— YOUR OBJECTIVE —
Transcribe the full listing below exactly.

Records excerpted from a collection
┄┄┄┄┄┄
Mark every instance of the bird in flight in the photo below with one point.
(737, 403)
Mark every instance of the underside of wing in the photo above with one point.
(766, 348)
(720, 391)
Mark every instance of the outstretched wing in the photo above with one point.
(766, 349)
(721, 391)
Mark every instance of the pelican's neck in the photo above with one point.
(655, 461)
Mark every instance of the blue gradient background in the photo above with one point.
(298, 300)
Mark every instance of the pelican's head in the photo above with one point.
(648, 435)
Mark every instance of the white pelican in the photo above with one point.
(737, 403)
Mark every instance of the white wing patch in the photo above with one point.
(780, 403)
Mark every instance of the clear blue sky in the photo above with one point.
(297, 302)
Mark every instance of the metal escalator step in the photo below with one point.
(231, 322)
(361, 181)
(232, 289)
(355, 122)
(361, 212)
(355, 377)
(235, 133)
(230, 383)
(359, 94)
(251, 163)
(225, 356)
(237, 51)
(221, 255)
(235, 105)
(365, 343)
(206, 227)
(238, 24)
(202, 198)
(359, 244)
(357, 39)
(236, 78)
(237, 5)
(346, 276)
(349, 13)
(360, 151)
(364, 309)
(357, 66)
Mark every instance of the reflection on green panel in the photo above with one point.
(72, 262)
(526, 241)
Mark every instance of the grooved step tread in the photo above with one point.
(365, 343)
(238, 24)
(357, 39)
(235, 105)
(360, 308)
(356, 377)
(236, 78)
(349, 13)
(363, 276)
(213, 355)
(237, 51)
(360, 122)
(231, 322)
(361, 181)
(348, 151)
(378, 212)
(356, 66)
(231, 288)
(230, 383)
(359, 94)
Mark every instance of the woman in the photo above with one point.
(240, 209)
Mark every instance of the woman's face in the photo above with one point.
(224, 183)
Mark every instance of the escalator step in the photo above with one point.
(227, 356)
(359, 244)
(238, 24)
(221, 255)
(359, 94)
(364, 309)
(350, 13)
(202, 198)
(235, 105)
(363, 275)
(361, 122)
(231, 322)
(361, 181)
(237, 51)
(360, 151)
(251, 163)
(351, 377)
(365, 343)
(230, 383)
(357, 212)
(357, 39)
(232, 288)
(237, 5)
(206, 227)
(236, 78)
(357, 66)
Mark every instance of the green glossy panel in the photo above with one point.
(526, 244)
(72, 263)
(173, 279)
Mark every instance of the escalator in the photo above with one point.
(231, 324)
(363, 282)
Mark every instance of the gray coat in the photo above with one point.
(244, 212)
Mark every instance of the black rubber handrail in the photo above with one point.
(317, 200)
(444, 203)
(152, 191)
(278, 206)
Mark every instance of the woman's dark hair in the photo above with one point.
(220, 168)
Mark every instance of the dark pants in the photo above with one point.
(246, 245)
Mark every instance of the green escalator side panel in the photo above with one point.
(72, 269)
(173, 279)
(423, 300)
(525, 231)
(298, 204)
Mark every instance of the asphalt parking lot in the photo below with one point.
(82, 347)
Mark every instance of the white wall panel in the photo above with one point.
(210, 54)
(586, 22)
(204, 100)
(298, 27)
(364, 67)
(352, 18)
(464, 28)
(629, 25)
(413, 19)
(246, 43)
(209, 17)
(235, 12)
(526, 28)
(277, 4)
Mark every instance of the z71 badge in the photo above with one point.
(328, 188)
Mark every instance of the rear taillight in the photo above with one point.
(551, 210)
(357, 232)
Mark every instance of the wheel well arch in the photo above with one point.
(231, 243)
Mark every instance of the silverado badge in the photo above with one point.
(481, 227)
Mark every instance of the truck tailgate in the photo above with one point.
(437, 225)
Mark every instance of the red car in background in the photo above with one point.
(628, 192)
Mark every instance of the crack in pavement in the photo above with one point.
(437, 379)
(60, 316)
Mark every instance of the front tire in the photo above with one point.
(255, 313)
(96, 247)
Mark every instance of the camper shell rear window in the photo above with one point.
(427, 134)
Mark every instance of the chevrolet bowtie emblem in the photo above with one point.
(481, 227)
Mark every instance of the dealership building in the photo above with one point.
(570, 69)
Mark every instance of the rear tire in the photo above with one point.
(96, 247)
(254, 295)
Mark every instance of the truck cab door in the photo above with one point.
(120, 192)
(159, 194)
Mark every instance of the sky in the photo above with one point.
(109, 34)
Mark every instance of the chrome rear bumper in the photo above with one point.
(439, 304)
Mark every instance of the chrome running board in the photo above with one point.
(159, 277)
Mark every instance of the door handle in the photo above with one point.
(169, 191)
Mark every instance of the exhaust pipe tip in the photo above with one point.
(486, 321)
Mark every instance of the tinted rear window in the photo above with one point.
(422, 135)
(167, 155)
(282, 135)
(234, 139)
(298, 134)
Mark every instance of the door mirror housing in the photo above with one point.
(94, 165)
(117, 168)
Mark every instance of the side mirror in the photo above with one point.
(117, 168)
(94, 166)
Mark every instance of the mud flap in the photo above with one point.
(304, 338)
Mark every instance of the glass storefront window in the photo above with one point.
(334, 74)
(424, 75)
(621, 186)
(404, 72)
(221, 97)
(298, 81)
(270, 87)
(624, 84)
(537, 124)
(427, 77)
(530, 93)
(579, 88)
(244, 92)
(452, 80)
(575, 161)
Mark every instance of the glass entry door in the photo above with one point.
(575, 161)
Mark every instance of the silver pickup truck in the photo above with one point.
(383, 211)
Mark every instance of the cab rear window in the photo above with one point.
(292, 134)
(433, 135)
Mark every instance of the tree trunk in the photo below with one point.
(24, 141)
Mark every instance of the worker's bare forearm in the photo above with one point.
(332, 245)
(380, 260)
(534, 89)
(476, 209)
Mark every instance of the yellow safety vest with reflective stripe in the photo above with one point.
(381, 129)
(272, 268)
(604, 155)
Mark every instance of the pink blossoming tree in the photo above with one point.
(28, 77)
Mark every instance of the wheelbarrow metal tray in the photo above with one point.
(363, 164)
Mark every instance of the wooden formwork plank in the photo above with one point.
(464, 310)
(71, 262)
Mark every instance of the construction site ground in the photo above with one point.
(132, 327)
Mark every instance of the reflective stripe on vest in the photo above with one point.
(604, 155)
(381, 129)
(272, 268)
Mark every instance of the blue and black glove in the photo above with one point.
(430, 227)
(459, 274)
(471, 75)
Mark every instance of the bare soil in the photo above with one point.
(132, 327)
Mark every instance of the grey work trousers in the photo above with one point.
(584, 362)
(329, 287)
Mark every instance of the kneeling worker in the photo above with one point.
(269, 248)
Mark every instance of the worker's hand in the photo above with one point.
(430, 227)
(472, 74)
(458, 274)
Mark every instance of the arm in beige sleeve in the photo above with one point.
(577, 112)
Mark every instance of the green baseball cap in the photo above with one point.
┄┄┄┄┄┄
— TASK RESULT —
Mark every instance of the bird in flight in the photo below with one point.
(737, 403)
Mark every instance of the underside of wing in the photo above with one point.
(766, 348)
(720, 391)
Mark every instance of the outstretched wing in the photo above with one point.
(766, 349)
(721, 391)
Mark every instance of the pelican's neck in the photo above with one point.
(655, 461)
Mark every instance of the blue gradient background in the photo above with one point.
(298, 300)
Mark every instance of the pelican's head in the photo above with one point.
(648, 435)
Mark every instance of the white pelican in the photo above with one point.
(737, 403)
Mark every instance of the white wing patch in the photo above with one point.
(780, 403)
Mark every instance of the clear blue sky in the photo above with one point.
(297, 302)
Mark every instance of the metal escalator step in the photo below with one point.
(231, 322)
(361, 181)
(232, 289)
(355, 122)
(361, 212)
(355, 377)
(235, 133)
(230, 383)
(359, 94)
(251, 163)
(225, 356)
(237, 51)
(221, 255)
(235, 105)
(365, 343)
(206, 227)
(238, 24)
(202, 198)
(359, 244)
(357, 39)
(236, 78)
(237, 5)
(346, 276)
(349, 13)
(360, 151)
(364, 309)
(357, 66)
Mark every instance of the reflection on green panel in the photo above with one point.
(72, 262)
(526, 241)
Mark every instance of the grooved step tread in the photo above with one point.
(365, 343)
(238, 24)
(357, 39)
(235, 105)
(360, 308)
(356, 377)
(236, 78)
(349, 13)
(363, 276)
(213, 355)
(237, 51)
(360, 122)
(231, 322)
(361, 181)
(348, 151)
(378, 212)
(356, 66)
(231, 288)
(230, 383)
(359, 94)
Mark every instance of the woman in the photo above with one point.
(240, 209)
Mark every instance of the woman's face in the photo above with one point.
(224, 183)
Mark every instance of the escalator step in the photo above with one point.
(227, 356)
(359, 244)
(238, 24)
(221, 255)
(359, 94)
(364, 309)
(350, 13)
(202, 198)
(235, 105)
(363, 275)
(361, 122)
(231, 322)
(361, 181)
(237, 51)
(360, 151)
(251, 163)
(351, 377)
(365, 343)
(230, 383)
(357, 212)
(357, 39)
(232, 288)
(237, 5)
(206, 227)
(236, 78)
(357, 66)
Mark every instance of the green glossy panel in the photo above with one point.
(526, 244)
(72, 263)
(173, 279)
Mark every instance of the escalator in the photo above with one point.
(231, 324)
(363, 282)
Mark every instance of the gray coat in the photo above with one point.
(244, 212)
Mark every instance of the black rubber handrail in the photo above with one point.
(317, 200)
(444, 203)
(152, 191)
(278, 206)
Mark every instance of the woman's dark hair in the photo above with one point.
(220, 168)
Mark every instance of the dark pants in the photo above with one point.
(246, 245)
Mark every instance of the green escalator side panel in the photo above with one point.
(72, 269)
(173, 279)
(423, 300)
(525, 231)
(298, 204)
Mark every instance of the asphalt parking lot in the photo below with one point.
(82, 347)
Mark every instance of the white wall panel in the photo above with one point.
(210, 54)
(586, 22)
(204, 100)
(298, 27)
(364, 67)
(352, 18)
(464, 28)
(629, 25)
(413, 19)
(246, 43)
(209, 17)
(235, 12)
(526, 28)
(277, 4)
Mark every instance of the z71 badge in the photo above with one point.
(328, 188)
Mark every instance of the rear taillight in the photo above with one point.
(551, 210)
(357, 232)
Mark every instance of the wheel well arch in the photo above with one point.
(231, 243)
Mark every instance of the silverado badge in the photo above with one point.
(481, 227)
Mark every instance of the truck tailgate in the photo above with one point.
(437, 225)
Mark every instance of the red car in background in the photo above with one point.
(628, 192)
Mark every instance of the crack in pavement in the photo above with one point.
(437, 379)
(60, 316)
Mark every instance of the front tire in the photo above with one point.
(255, 313)
(96, 247)
Mark every instance of the camper shell rear window in the photo above with one point.
(427, 134)
Mark every instance of the chevrolet bowtie emblem in the photo above with one point.
(481, 227)
Mark every instance of the dealership building in the photo above with one point.
(570, 69)
Mark every instance of the rear tire in the photo above with one point.
(96, 247)
(254, 295)
Mark every instance of the truck cab door in the photo above with one point.
(120, 192)
(159, 194)
Mark every instance of the sky in the photo above with one point.
(109, 34)
Mark every instance of the chrome rear bumper in the photo above with one point.
(439, 304)
Mark every instance of the chrome running board in the photo above with one point.
(159, 277)
Mark every instance of the door handle in the photo above with one point.
(169, 191)
Mark every instance of the exhaust pipe tip in the photo above with one point.
(486, 321)
Mark every instance of the tinted rear window in the photo above with one point.
(422, 135)
(167, 155)
(282, 135)
(234, 139)
(298, 134)
Mark every instance of the door mirror housing in the photo above with one point.
(94, 165)
(117, 168)
Mark every instance of the side mirror in the photo above with one point.
(117, 168)
(94, 166)
Mark every instance of the mud flap in the photo above with one point.
(304, 338)
Mark every instance of the glass storefront window in the photo above with one point.
(334, 74)
(424, 75)
(621, 186)
(404, 72)
(221, 97)
(298, 81)
(270, 87)
(624, 84)
(537, 124)
(427, 77)
(530, 93)
(579, 88)
(244, 92)
(452, 80)
(575, 161)
Mark every instance of the glass entry door in the photo above with one point.
(575, 161)
Mark every instance of the silver pickup truck in the photo above with one point.
(383, 211)
Mark every instance of the cab rear window in the photo above with one point.
(292, 134)
(433, 135)
Mark every instance of the tree trunk in the photo below with one point.
(24, 141)
Mark every instance of the worker's bare forearm in the photo above with one point.
(332, 245)
(380, 260)
(534, 89)
(476, 209)
Mark every instance of the yellow safety vest with reflective stripe in the photo above with one point.
(381, 129)
(272, 268)
(604, 155)
Mark every instance of the pink blossoming tree in the photo above with one point.
(28, 77)
Mark every instance of the wheelbarrow metal tray in the photo above with one point.
(363, 164)
Mark every instance of the wooden formwork plank in the photo above with one point.
(464, 310)
(71, 262)
Mark every instance of the construction site ground in the photo above with one point.
(132, 327)
Mark every instance of the reflective stripe on vest in the photo above with one point.
(604, 155)
(381, 129)
(272, 268)
Mark every instance of the blue and black glove in the photo above with one point.
(430, 227)
(459, 274)
(471, 75)
Mark every instance of the bare soil in the photo above with one point.
(132, 327)
Mark every instance of the grey work trousers in the photo above with one point.
(584, 362)
(329, 287)
Mark every instance of the kneeling worker in the photo above with one point.
(269, 248)
Mark every instance of the worker's hand in the photo above with one point.
(430, 227)
(472, 74)
(458, 274)
Mark every instance of the arm in beige sleeve in the photo above with one point.
(577, 112)
Mark every instance of the green baseball cap in the photo above with one point.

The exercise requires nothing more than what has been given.